Gestellte Aufgabe -> Führe den unten stehenden Fahrbericht über den Fiat 124 Spider im gleichen Ton weiter, beginnend nach seinem letzten Satz.

Ausgewählter Textauszug ->
<<<<
Wohl auch deshalb ruft Fiat seinen 124 Spider mit einer Fahrveranstaltung in Erinnerung, zusammen mit seiner Abart Abarth - obwohl es nichts grundlegend Neues gibt. Wie die meisten Leser wissen dürften, handelt es beim 124 um eine Kooperation mit Mazda. Der ebenso gelungene wie erfolgreiche MX-5 mit knackigem Standardantriebs-Fahrverhalten dürfte in diesem Fall der beste Technikspender sein, den man sich wünschen kann. Für einige Puristen verliert der Fiat aber durch seinen 1,4-Liter-Turbomotor, weil für sie gerade die Sauger des MX-5 einen Teil seiner Faszination ausmachen.

Fahrspaß garantiert

Am Morgen wartet ein 124 Spider Lusso mit der Einstiegskonfiguration aus 140 PS und Sechsgangschaltgetriebe. Die schmalen Ledersitze passen stämmigen Nordeuropäern in der Breite gerade noch, ein leichtes Kneifen ist schon spürbar. Um den Seitenhalt muss man sich zumindest keine Sorgen machen. Der Blick fällt auf einen großen mittigen Drehzahlmesser, die rechte Hand auf einen ultrakurzen Schaltknüppel. Alles andere blendet sich gedanklich weg. Auch den Startknopf hat man schon gefunden, bevor man ihn eigentlich gesucht hat.

Mit einem angenehm sonoren Brummen startet der kleine Turbo-Motor. Knochig aus dem Handgelenk rastet der Erste ein, der Spider röhrt los und verspricht schon jetzt viel Spaß. Die Turboaufladung stört nicht. Die Kraftentfaltung fühlt sich linear an. Nur wer sich mit all seinen Sinnen darauf konzentriert, könnte eine ein My verzögerte Gasannahme entdecken. Aber solch notorische Schlechtmacher wird der Fiat schon allein durch seine unverhohlene Lebensfreude so provozieren, dass sie einen großen Bogen um ihn machen.
>>>>
Bereitgestelltes Material ->
<<<<
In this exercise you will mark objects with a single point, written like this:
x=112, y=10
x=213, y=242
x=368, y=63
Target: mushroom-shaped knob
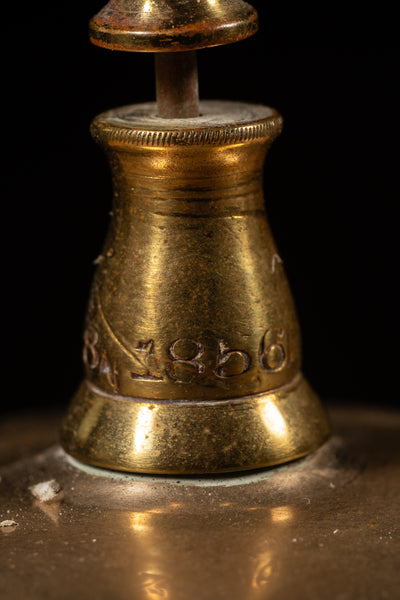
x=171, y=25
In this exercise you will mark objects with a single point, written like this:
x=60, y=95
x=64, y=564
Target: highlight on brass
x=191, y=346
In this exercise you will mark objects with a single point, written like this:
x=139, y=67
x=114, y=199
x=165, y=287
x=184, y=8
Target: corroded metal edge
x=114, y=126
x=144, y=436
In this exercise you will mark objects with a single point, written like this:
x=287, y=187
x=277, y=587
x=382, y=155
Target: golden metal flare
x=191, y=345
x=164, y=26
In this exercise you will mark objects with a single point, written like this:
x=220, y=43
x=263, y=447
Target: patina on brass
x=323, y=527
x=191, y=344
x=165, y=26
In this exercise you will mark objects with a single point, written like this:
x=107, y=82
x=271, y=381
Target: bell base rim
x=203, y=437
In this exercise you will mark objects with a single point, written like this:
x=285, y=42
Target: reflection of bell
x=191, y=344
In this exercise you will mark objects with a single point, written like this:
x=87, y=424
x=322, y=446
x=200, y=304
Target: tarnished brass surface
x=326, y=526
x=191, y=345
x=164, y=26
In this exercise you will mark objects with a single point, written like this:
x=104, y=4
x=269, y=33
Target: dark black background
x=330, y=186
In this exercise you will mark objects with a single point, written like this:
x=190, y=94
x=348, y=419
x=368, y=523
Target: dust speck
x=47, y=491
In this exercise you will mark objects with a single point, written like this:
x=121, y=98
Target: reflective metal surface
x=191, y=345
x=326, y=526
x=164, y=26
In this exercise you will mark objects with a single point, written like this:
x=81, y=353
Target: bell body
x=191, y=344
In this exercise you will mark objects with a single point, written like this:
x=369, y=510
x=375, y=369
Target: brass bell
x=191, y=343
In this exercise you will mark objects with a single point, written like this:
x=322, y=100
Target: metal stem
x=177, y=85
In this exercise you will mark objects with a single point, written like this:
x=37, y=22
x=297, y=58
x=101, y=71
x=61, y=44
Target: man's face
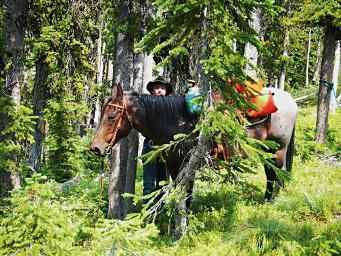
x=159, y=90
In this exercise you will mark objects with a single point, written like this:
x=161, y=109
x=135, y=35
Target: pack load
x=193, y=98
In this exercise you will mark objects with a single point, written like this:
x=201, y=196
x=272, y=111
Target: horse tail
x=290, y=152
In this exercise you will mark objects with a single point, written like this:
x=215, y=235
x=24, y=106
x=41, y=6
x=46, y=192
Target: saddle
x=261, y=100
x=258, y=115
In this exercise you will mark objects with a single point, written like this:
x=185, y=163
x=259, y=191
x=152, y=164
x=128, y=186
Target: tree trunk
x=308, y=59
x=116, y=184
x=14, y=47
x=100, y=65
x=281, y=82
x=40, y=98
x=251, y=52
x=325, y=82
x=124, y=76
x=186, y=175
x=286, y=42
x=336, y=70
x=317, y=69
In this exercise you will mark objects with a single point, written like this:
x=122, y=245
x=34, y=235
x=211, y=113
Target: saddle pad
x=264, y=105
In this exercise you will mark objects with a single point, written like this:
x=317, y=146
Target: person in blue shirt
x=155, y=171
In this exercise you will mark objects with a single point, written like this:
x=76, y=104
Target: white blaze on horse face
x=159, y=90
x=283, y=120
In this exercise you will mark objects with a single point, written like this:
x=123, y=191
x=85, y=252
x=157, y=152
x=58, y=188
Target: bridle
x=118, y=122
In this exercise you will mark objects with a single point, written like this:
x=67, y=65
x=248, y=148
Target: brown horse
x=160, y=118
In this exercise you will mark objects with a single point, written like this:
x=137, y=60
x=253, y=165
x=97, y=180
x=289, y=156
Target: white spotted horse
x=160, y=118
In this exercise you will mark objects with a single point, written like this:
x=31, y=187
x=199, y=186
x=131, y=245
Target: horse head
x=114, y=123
>>>>
<<<<
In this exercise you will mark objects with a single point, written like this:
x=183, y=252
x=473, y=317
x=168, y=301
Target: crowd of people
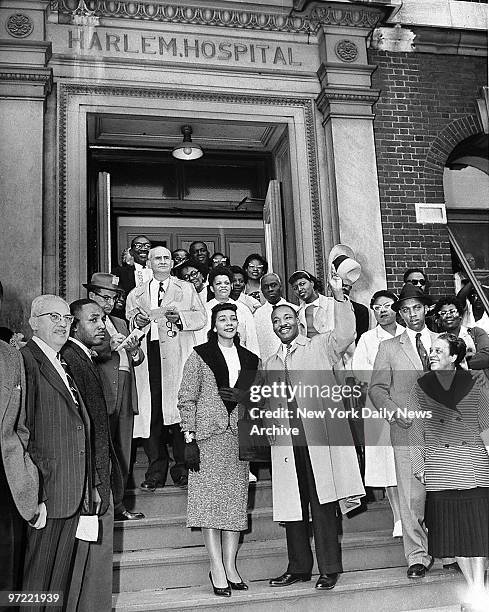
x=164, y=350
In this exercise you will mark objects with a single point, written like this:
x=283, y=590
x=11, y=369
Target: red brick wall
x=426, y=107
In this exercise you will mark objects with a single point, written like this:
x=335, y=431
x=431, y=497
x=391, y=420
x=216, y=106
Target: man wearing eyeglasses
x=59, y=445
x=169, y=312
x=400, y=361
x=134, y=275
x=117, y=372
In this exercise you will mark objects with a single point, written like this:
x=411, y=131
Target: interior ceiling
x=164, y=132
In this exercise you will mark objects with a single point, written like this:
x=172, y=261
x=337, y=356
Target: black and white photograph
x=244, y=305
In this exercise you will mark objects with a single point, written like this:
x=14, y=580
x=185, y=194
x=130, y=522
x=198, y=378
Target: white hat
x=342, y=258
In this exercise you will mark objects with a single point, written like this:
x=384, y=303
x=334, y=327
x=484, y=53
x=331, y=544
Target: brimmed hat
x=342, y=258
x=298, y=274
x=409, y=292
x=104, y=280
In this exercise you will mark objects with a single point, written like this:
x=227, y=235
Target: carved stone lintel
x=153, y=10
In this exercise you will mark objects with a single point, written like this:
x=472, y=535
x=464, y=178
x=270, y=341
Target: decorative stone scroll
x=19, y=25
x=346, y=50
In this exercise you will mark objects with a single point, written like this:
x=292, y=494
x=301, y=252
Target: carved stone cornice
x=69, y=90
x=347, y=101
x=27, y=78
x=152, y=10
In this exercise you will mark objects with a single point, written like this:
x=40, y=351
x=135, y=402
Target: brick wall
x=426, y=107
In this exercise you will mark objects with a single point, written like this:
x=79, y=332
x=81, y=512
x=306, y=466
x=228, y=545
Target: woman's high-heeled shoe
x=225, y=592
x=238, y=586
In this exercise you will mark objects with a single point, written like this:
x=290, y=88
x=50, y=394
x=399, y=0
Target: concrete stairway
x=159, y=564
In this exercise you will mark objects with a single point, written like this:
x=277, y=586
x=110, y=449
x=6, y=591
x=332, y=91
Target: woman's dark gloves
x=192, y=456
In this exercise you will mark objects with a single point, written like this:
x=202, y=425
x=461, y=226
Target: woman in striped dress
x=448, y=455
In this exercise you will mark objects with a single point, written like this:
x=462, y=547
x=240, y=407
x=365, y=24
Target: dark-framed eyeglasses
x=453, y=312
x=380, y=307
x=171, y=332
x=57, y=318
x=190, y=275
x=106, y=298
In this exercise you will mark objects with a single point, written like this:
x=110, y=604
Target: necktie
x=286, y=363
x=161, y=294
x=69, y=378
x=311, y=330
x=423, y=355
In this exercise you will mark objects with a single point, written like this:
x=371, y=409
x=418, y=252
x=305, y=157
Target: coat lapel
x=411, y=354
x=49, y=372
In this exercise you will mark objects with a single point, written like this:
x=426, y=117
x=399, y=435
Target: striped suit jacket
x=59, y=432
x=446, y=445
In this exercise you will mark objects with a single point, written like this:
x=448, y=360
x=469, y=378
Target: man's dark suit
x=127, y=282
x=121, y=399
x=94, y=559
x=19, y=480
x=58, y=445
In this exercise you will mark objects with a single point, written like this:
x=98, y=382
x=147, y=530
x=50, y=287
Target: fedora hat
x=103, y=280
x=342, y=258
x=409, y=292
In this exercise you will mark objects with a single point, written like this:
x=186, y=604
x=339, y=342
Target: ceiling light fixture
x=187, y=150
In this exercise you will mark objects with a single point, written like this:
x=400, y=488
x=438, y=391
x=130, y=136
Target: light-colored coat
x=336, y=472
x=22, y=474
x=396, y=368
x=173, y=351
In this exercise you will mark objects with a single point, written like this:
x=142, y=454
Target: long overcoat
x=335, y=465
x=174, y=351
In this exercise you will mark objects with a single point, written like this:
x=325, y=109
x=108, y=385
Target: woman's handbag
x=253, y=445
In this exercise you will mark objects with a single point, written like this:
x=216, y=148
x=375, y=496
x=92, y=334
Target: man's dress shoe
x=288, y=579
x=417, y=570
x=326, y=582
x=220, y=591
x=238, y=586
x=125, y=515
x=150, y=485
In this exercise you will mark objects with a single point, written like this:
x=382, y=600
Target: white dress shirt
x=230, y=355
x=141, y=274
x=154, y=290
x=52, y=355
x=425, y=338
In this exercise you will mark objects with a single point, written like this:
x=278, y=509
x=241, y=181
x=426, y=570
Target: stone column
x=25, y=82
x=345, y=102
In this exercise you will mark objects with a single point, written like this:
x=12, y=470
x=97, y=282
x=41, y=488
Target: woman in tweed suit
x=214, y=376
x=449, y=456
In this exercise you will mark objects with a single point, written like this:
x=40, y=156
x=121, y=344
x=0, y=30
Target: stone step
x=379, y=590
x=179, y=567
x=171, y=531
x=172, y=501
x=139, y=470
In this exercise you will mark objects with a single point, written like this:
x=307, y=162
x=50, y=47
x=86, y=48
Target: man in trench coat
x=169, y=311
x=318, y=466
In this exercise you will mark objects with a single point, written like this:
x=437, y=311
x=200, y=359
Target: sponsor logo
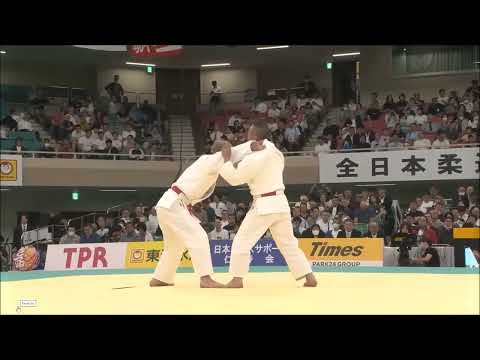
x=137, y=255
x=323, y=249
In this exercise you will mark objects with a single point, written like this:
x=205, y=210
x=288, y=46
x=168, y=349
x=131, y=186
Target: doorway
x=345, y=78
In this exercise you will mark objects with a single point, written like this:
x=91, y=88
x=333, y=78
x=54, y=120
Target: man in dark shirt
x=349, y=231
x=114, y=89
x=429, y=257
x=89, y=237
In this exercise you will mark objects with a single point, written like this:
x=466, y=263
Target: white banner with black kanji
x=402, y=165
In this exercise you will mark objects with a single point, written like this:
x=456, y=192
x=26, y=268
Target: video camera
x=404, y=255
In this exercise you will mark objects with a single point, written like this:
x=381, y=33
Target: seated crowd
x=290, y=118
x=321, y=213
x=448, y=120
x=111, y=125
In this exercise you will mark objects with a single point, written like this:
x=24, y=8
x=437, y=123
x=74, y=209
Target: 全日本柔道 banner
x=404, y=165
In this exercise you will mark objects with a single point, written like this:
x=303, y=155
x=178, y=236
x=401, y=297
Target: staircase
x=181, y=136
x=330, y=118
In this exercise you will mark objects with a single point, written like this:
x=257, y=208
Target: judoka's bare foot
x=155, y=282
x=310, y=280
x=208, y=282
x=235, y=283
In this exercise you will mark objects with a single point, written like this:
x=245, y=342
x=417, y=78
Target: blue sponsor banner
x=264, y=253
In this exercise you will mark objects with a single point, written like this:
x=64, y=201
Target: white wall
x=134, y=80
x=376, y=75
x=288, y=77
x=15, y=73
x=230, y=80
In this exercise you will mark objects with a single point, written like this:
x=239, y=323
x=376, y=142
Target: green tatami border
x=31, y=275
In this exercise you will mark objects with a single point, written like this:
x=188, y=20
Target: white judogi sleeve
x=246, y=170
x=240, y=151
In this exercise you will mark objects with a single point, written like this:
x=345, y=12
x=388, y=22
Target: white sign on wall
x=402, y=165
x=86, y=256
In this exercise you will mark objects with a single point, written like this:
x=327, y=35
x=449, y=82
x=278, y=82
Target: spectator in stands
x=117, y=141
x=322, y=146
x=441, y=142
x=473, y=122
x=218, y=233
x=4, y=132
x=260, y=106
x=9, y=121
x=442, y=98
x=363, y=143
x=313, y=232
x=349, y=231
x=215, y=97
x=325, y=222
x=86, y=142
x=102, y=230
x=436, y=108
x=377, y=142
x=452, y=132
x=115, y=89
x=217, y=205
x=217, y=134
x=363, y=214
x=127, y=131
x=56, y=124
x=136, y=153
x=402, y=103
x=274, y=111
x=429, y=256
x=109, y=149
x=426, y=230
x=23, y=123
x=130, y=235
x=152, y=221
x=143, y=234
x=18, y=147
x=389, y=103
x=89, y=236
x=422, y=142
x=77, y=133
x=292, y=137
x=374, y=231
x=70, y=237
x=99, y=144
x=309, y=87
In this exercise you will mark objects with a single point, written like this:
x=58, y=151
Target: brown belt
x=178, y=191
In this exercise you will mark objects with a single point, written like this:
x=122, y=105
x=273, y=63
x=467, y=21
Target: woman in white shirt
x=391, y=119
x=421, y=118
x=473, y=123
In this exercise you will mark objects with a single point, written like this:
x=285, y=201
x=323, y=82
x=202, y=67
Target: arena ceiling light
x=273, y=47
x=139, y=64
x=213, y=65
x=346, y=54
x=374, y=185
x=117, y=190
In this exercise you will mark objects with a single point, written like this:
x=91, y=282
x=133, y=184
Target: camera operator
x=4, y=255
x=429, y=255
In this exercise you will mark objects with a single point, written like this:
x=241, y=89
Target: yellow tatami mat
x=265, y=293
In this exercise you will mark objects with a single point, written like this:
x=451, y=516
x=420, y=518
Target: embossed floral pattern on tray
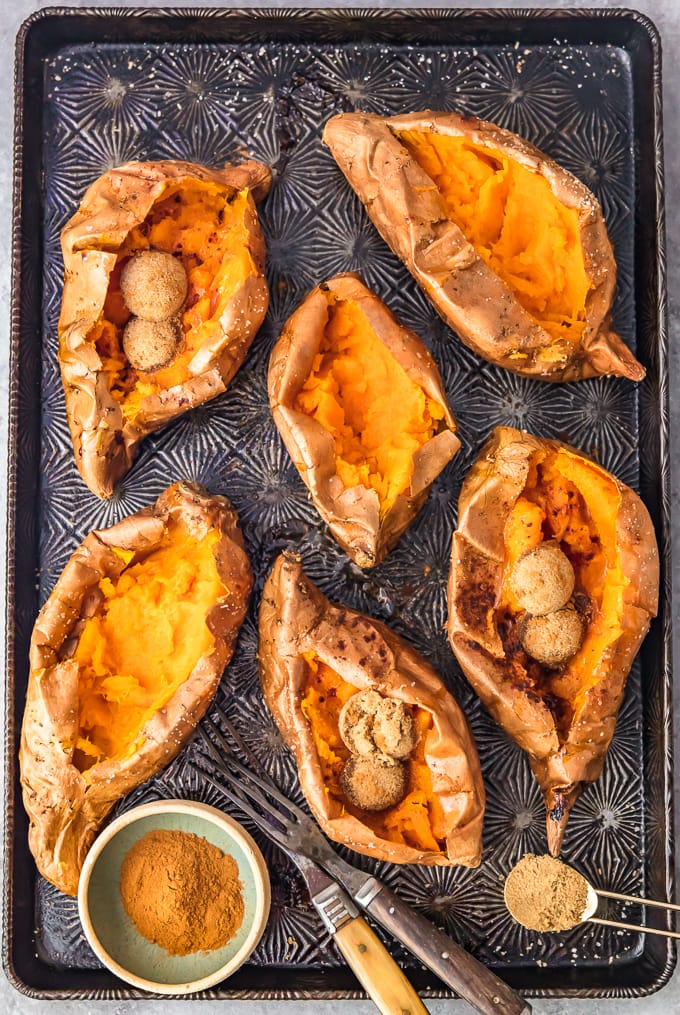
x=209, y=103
>>>>
Antwort zur Aufgabe ->
Schalten aus dem Handgelenk

Ein blaues Lämpchen im Kombiinstrument zeigt an, dass der Motor noch kalt ist. Dieser Warnhinweis zusätzlich zum Wasserthermometer soll den Fahrer dazu bewegen, es etwas verhaltener angehen zu lassen. Das Auto wird immer sympathischer. Die Lenkung macht genau das, was sie soll. Gierig saugt der Spider die Kurven auf. Das Fahrwerk ist straff, ohne unangenehm zu sein. Man hat nicht das Gefühl übertrieben hart über Unebenheiten zu hoppeln. Dazu passt diese Schaltung, die dir die Empfindung gibt, dein Handgelenk sei direkt in das Getriebe integriert. Dieser Fiat „passt“ einfach.

Niemals sollte man dieses wundervolle Getriebe gegen Aufpreis durch eine Automatik ersetzen lassen. Aussagen über den Verbrauch auf dieser kurzen Ausfahrt zu treffen, verbietet die Seriosität. Der Bordcomputer zeigt bei der ersten Fahrt 7,8 Liter Durchschnittsverbrauch an. Nachdem dasselbe Auto ein paar Stunden später nach diversen Kollegen noch einmal bewegt wird, sind es 7,4 Liter Durchschnittsverbrauch. Man lehnt sich also wohl nicht zu weit aus dem Fenster, wenn man dem Spider auch beim Spritverbrauch gute Noten gibt.

Krawalliger Abarth

Nach dem harmonischen Fiat nähert man sich dem Abarth mit großer Skepsis. Leicht könnte eine sportlichere, schrillere Version zu viel des Guten sein. Tatsächlich hat der 124 Spider die Krawallisierungen der Abarth-Dependance nicht nötig. Schon das zweifarbige Leder im Testwagen, der rote Drehzahlmesser und der dicke 12-Uhr-Lederstrich im Lenkrad wirken schrill. Aber das muss man ja ebenso wenig bestellen, wie die zweifarbige Außenlackierung. Beim Druck auf den Startknopf erschrickt man bereits. Mann, macht der Krawall. Schon nach 100 Metern ist man von dieser Klangkulisse ebenso genervt, wie die Bauarbeiter am Straßenrand, die sich irritiert umdrehen.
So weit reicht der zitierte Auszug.